LIST OF TASKS.
(a) Reproduce the text of the article on Flint's water crisis between "Flint’s crisis follows" and "and substandard infrastructure.", inclusive.
(b) Using the article on Flint's water crisis, answer the following:
(i) Which city does Corporate Accountability International report on as suffering massive rate hikes from a private water provider?
(ii) Who at CAI is quoted via e-mail?
(iii) What have Flint ratepayers been charged for even after the poisoning was exposed?

EXTRACT TO READ.
○ ○ ○

While the tragedy of Flint’s poison pipes has shocked the public, the political drama unfolding in the backdrop may be a prelude to even more self-inflicted destruction through a one-two punch of austerity and privatization.
That’s why libertarian and far-right think tanks are joining the media scrum along with liberal critics, as they lament the pathetic state of Flint’s government. Government-led disaster, to be sure, should outrage the public—the question is where to target the rage. The cruel calculation of risking public health to choose a “cheaper” source of water is less a product of bureaucratic incompetence than of a corporate mindset that monetizes human welfare.
Flint’s crisis follows a global pattern of public resources’ falling prey to a profit mentality, which is why the poorest people pay more for water. In “underdeveloped” regions, multinational firms swoop in to capture the local market for water services—sometimes bankrolled by World Bank development schemes. Often this purported market-driven modernization leads to either unaffordable, unsustainable rates for residents, or to chronic neglect, pollution, and attendant public-health risks. Corporate Accountability International (CAI) has reported on the case of Manila, where a private provider has plagued locals with massive rate hikes and inadequate and substandard infrastructure.
Now even in “First World” cities like Flint, austerity and privatization are parallel assaults on the commons. Jesse Bragg of CAI says via e-mail, “More and more, cities are being run like businesses, which often means unequal distribution of services and cuts for low-income communities.” Under the neoliberal development model, he adds, ratepayers are saddled with direct costs for the whole infrastructure, including treatment and maintenance functions that might otherwise be provided by long-term government investment.
The nickel-and-diming of Flint continues even after the exposure of the city’s mass poisoning. Ratepayers have actually been charged for toxic water, under the doubly ironic threat that their dollars are now needed to finance the repairs that the city requires to make the pipes safe again.

○ ○ ○

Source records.
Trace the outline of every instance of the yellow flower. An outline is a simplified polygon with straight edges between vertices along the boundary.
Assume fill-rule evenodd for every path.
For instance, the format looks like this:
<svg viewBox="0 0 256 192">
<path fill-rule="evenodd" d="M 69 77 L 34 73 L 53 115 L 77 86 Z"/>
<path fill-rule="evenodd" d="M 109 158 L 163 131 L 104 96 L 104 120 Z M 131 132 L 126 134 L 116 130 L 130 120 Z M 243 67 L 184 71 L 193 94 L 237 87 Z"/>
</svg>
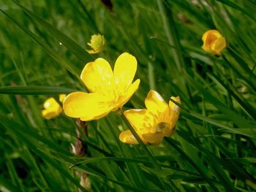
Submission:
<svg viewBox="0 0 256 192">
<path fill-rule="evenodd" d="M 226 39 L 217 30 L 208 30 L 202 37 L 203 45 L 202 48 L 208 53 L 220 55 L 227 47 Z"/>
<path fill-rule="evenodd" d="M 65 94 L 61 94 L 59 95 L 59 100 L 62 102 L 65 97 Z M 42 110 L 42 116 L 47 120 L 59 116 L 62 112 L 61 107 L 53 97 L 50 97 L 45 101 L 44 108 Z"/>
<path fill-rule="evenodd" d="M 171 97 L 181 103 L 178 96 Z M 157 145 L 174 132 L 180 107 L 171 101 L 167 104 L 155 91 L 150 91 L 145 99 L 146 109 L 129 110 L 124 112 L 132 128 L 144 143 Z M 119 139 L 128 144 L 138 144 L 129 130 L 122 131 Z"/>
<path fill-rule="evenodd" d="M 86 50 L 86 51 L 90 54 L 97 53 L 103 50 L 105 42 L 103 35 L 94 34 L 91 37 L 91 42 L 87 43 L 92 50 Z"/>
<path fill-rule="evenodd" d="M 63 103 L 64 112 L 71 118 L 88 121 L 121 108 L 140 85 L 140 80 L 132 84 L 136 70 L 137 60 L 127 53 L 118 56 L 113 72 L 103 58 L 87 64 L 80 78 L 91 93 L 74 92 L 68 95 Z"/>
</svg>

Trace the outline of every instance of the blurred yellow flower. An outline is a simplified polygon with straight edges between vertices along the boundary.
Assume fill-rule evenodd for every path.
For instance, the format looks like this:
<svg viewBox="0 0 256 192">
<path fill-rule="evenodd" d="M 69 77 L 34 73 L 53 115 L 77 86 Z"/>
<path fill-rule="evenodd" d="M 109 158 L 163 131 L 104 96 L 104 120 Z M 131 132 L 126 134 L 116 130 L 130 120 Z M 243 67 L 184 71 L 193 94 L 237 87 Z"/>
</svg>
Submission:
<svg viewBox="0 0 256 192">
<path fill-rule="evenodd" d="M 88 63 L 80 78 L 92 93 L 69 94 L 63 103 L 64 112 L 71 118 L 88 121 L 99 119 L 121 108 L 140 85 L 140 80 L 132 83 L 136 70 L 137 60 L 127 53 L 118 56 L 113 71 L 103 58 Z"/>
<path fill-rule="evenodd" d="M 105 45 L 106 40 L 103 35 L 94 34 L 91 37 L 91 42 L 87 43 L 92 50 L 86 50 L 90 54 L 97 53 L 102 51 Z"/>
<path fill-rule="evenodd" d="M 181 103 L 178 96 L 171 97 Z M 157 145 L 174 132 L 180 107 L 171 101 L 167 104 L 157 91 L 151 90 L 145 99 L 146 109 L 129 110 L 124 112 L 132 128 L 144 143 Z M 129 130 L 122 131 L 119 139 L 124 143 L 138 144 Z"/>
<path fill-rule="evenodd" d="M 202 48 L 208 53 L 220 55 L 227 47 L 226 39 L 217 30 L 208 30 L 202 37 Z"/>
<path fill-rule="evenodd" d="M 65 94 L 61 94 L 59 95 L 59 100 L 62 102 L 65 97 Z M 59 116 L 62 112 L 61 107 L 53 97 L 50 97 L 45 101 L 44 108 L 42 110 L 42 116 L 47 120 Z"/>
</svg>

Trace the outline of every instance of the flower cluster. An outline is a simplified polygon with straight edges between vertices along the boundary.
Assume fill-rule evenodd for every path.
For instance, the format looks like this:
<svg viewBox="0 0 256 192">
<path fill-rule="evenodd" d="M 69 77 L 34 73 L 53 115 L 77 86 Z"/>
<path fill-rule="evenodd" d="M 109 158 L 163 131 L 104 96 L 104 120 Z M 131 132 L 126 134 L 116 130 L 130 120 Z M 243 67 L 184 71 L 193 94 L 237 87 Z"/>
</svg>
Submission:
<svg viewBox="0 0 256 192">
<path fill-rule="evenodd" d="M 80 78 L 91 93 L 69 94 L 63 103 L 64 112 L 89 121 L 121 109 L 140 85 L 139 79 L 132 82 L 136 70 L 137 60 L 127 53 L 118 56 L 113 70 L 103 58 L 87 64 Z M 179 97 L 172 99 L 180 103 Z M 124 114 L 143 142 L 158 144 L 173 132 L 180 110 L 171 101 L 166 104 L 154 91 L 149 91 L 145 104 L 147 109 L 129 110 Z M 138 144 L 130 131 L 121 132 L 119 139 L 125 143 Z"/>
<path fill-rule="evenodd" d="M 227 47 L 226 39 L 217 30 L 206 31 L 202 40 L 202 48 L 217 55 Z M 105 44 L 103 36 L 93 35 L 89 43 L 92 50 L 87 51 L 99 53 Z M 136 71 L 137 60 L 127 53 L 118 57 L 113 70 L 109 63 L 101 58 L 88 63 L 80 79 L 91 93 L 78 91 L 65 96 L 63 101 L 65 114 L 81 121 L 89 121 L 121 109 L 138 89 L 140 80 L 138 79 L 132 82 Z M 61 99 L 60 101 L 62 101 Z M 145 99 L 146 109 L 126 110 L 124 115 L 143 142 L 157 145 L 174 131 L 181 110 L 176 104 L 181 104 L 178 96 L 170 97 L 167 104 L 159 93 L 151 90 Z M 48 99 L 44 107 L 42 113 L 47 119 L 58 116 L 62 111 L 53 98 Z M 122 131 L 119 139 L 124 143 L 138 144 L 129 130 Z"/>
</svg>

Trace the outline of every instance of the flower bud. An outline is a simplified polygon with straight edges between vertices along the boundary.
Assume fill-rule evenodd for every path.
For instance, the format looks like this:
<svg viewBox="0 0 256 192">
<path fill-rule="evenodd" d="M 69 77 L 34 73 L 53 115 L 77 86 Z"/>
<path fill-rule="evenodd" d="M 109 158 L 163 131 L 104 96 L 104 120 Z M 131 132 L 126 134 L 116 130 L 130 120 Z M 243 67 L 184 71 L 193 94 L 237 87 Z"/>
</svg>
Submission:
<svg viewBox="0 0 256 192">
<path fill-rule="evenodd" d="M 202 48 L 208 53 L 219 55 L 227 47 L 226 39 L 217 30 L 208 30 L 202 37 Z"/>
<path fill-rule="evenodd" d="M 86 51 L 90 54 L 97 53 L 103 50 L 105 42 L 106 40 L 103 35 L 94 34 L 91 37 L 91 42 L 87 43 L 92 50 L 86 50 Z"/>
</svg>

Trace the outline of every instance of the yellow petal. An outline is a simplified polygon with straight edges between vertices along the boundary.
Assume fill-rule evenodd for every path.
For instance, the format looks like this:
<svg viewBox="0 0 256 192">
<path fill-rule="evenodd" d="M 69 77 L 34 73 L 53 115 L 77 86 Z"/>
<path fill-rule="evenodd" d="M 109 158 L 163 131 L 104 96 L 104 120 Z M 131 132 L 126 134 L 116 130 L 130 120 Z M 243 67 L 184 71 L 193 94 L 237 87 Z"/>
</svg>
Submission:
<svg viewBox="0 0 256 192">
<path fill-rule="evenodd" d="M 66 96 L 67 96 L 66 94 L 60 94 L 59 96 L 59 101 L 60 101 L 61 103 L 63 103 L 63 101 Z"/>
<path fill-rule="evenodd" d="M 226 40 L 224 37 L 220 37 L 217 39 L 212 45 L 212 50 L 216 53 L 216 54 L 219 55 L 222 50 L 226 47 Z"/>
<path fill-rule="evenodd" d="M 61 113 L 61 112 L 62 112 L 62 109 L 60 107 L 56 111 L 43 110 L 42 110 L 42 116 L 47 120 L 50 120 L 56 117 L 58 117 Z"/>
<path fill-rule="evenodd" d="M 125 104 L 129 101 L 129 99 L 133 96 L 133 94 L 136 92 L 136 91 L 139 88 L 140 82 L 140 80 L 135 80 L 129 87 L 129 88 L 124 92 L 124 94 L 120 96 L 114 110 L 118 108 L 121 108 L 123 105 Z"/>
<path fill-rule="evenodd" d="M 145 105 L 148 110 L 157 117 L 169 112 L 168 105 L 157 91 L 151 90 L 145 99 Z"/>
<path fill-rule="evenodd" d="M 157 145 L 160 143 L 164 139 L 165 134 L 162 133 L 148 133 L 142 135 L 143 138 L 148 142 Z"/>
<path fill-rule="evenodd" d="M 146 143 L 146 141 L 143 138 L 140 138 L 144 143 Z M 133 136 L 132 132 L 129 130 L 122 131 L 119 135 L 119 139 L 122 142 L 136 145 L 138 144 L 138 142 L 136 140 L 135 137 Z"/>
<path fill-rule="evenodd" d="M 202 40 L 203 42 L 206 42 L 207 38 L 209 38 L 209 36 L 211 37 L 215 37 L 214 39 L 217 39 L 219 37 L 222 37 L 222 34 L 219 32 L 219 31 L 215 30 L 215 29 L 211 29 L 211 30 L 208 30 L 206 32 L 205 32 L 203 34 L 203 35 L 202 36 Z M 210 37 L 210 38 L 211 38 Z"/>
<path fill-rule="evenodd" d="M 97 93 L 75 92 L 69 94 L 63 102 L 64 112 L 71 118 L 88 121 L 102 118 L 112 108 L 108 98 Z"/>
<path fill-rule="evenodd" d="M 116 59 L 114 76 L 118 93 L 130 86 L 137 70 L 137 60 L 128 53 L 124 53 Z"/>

○ ○ ○

OUTPUTS FOR THE TASKS.
(a)
Flint’s crisis follows a global pattern of public resources’ falling prey to a profit mentality, which is why the poorest people pay more for water. In “underdeveloped” regions, multinational firms swoop in to capture the local market for water services—sometimes bankrolled by World Bank development schemes. Often this purported market-driven modernization leads to either unaffordable, unsustainable rates for residents, or to chronic neglect, pollution, and attendant public-health risks. Corporate Accountability International (CAI) has reported on the case of Manila, where a private provider has plagued locals with massive rate hikes and inadequate and substandard infrastructure.

(b)
(i) Manila
(ii) Jesse Bragg
(iii) Toxic water